## Instructions to follow
Continue the blog post about the book JEWTHINK, starting right after its final sentence.

## Selected extract
-- -- --
My favorite book that most people have never read

I shouldn’t say that most people have never read it, but as I travel in various circles within Torah observance, and discuss writings that really give a clear image (in my opinion) of what a traditional view is our our faith, the book JEWTHINK by Rabbi Avi Shafran usually doesn’t come up in conversation.

While it was originally written in 1973 and published in 1977, I only found out about it in 2000. I was in Boston for an interview with an outreach organization and was looking through the books in the home of the organizations’ director. I read the whole thing in one sitting. It was such a concise summary of Yiddishkeit. I would humbly put it up there as a must read if you travel in the secular world.

I have used the book as a basis for outreach with both teens and adults, as well as for discussions with not-yet-religious Jews. It’s is a relatively easy read. Rabbi Shafran quotes great sources and it is written in a very clear and straighforward manner. Look at this passage from chapter 13-Fear of God:

There is yet another concept (this one more an emotion or feeling than an attitude) which goes by the nickname of “fear”. This is the “fear of G~d’s greatness” which we mentioned in passing back in the first chapter.
-- -- --
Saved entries
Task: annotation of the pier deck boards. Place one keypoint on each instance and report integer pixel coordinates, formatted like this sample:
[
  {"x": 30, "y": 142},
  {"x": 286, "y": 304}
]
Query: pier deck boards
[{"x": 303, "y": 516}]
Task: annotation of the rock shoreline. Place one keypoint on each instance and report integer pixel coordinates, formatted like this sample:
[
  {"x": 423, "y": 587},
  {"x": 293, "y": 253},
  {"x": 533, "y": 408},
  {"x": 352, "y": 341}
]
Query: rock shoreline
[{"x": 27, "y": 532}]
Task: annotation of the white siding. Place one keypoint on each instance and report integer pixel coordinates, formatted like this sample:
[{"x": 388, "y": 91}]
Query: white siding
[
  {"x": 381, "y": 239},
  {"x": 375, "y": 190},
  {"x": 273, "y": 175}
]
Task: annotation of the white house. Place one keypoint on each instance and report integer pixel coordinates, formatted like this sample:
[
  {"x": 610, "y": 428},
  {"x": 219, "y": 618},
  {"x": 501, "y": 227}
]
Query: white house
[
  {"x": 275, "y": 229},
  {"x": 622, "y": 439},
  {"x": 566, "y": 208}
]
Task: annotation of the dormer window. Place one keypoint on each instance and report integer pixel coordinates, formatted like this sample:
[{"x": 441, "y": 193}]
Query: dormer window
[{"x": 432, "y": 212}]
-- -- --
## Answer to this task
This is the emotion felt when one is confronted with, for instance, the vastness of the universe, or the wonders of biology, the kindness of G~d towards His creations, or, spare us, His power of destruction and retribution. In short, whenever G~d’s presence makes itself particularly evident and jolts us into a stronger realization of Him, we are experiencing this “fear”. A storm rolling in, a glance through a telescope, a baby’s development, an earthquake, or a solar eclipse all have the potential to arouse this emotion in human beings.

This is one of those books that I try to read once a year (along with the Nineteen Letters). If you have a few minutes, it worth the look.
It is available on online, by simply googling JEWTHINK and going to the first hit.